=== TASK STATEMENT ===
Return, word for word, everything from the start of the records down to and including the line that contains "column 499, row 680".

◇ ◇ ◇ ◇

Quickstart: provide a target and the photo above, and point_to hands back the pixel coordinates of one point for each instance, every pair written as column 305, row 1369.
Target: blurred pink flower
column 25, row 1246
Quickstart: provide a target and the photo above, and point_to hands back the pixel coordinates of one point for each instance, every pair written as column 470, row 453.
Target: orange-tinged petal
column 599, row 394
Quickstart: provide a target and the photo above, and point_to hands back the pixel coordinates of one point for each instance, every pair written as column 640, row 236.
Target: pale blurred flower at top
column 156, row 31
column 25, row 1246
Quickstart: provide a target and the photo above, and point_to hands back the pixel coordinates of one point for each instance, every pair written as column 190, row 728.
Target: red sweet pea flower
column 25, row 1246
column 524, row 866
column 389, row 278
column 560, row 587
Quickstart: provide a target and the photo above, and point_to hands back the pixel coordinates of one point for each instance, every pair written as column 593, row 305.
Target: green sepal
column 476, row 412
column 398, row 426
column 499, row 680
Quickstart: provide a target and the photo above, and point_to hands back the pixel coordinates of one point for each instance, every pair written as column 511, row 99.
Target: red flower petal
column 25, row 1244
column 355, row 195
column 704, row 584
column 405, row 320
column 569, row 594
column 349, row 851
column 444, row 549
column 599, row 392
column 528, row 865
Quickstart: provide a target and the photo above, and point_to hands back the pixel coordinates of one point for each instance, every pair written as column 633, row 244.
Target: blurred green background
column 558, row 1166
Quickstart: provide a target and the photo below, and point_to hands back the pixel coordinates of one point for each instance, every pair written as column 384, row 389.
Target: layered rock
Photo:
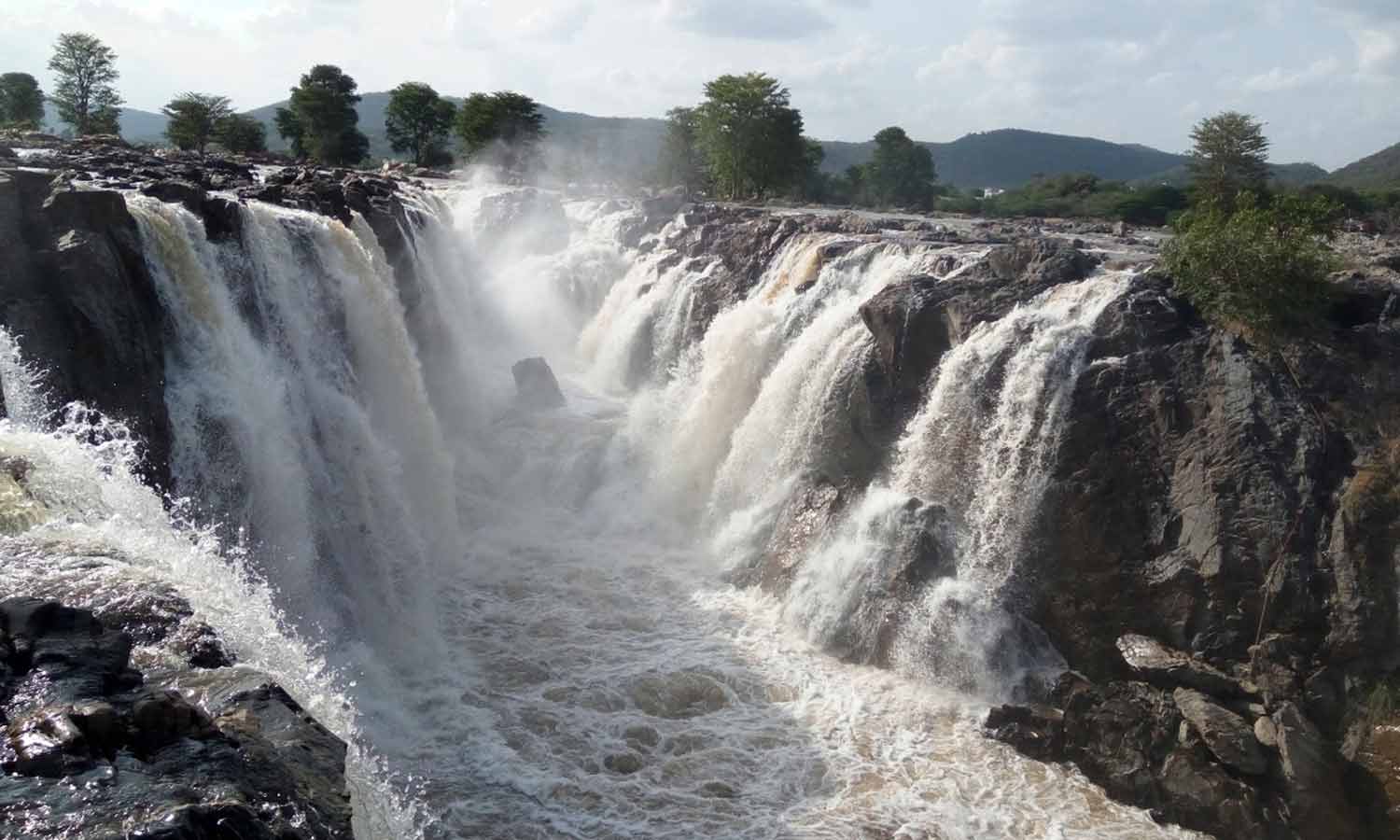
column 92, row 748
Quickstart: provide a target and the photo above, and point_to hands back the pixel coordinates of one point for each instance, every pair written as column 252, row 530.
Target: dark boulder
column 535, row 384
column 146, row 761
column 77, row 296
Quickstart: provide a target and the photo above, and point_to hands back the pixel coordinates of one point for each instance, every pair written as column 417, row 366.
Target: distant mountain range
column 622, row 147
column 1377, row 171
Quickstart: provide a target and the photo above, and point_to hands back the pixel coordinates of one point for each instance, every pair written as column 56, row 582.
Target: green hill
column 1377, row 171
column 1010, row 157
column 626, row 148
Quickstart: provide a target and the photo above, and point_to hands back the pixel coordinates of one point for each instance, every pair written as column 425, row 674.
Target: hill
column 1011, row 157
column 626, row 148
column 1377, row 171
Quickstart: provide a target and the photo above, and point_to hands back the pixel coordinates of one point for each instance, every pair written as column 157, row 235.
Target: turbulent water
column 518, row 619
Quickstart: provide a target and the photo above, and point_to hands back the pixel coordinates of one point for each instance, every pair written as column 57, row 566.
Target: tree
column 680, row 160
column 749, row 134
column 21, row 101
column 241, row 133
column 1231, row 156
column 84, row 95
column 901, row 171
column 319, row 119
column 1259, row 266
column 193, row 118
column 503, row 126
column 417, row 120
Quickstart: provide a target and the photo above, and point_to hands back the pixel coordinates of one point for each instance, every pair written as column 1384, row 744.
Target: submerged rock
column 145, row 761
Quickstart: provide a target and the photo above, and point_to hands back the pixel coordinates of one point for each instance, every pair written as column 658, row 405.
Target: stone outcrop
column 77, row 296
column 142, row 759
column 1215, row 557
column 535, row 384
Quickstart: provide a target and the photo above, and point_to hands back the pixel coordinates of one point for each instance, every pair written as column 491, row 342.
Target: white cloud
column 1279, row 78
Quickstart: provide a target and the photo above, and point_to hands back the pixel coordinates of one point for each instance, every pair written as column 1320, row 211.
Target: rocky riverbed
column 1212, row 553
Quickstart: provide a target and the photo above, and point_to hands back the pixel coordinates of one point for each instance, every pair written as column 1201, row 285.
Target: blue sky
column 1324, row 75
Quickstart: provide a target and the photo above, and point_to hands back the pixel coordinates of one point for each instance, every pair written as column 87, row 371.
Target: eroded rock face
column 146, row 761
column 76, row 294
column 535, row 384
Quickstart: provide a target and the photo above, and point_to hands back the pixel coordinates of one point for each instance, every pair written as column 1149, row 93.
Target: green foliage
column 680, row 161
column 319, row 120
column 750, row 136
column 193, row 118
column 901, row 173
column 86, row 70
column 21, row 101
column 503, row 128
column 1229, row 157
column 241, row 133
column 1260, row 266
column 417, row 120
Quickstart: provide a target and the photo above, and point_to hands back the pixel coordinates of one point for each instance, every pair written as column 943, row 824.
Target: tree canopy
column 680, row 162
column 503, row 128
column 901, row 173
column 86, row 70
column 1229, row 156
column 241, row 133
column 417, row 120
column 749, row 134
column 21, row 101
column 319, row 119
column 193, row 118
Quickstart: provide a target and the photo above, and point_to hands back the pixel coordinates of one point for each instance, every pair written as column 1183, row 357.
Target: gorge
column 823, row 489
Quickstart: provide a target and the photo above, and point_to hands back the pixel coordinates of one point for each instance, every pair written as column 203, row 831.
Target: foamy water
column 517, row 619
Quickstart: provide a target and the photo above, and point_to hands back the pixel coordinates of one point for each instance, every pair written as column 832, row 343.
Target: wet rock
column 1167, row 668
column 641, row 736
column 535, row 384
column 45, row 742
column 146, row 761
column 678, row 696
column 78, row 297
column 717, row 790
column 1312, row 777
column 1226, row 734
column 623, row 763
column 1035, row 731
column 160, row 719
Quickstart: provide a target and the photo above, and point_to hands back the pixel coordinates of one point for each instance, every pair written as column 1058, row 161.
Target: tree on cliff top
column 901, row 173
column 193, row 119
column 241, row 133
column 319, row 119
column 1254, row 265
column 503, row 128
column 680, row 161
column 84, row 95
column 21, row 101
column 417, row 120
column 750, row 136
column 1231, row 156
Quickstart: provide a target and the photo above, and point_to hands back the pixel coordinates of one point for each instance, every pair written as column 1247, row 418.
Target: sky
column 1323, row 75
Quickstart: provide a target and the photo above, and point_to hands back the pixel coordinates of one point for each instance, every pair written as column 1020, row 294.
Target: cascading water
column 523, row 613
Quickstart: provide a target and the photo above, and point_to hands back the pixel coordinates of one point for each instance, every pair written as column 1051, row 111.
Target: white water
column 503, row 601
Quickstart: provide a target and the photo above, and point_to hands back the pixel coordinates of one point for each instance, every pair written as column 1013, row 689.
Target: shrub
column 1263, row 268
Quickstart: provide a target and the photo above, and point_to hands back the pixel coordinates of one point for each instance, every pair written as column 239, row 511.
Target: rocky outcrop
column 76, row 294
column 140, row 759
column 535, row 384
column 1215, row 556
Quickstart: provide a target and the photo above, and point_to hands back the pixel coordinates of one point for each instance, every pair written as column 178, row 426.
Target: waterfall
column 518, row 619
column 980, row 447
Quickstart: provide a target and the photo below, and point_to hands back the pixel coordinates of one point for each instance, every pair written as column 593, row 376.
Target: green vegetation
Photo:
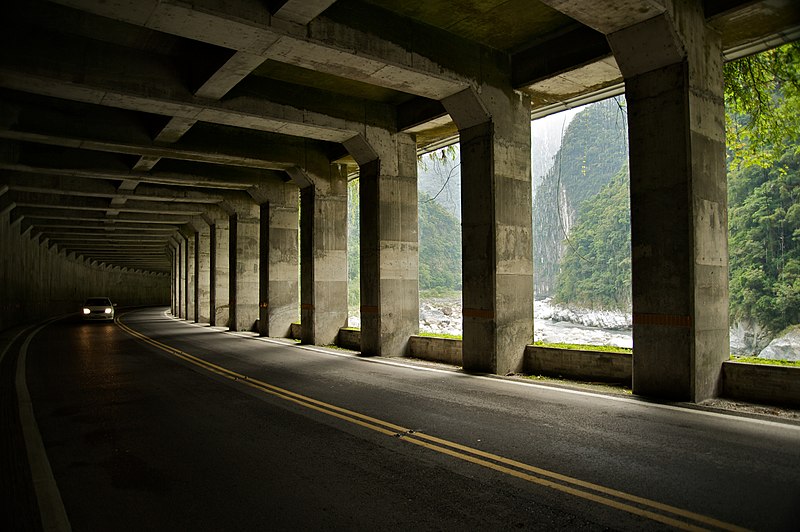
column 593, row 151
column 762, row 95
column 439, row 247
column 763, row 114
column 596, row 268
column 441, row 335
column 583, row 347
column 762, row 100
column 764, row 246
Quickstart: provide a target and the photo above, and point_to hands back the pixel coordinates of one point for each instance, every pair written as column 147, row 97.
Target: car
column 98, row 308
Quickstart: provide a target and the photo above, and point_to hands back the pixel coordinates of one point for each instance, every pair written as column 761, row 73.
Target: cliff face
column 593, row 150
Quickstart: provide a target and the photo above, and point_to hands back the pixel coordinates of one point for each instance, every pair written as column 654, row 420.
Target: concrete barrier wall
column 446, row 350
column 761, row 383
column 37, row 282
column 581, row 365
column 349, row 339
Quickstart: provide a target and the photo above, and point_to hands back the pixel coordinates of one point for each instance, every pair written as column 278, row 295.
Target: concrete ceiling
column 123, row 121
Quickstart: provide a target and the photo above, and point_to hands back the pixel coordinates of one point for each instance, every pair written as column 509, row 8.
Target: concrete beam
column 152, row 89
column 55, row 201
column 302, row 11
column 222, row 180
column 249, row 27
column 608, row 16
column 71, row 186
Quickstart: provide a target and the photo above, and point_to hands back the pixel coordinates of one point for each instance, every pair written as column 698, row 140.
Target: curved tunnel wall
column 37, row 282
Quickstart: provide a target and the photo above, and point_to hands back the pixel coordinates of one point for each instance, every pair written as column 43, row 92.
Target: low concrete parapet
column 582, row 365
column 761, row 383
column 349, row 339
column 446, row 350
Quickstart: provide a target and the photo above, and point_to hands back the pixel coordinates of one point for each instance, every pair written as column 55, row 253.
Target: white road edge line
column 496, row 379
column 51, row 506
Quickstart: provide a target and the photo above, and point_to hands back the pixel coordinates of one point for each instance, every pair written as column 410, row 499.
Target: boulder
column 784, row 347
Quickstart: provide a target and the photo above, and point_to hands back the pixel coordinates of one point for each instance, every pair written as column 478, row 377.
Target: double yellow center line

◇ ◇ ◇ ◇

=== ANSWER IN FULL ===
Quickstart: provide a target and the photo above, and point_to hands back the pixel coordinates of one point for each instance, every pair written as column 305, row 1369.
Target: blurred pink flower
column 25, row 1246
Quickstart: provide a target and the photo above, and point_to hands back the pixel coordinates of one point for each instance, every pair written as column 470, row 453.
Target: orange-tinged petal
column 599, row 394
Quickstart: provide a target and the photo above, and point_to hands back the pixel coordinates of one point for each instance, every pair written as column 640, row 236.
Target: pale blurred flower at top
column 156, row 31
column 25, row 1246
Quickstart: provide a target and the photo above, and point_to hands back the pixel coordinates of one point for each instance, every pair written as column 190, row 728.
Target: red sweet pea flower
column 25, row 1246
column 524, row 866
column 389, row 278
column 560, row 587
Quickstart: provide a target and the photo above, and point_to hands back the pixel coordinates of one point for each instance, every pair written as column 593, row 305.
Target: green sepal
column 476, row 412
column 398, row 426
column 499, row 680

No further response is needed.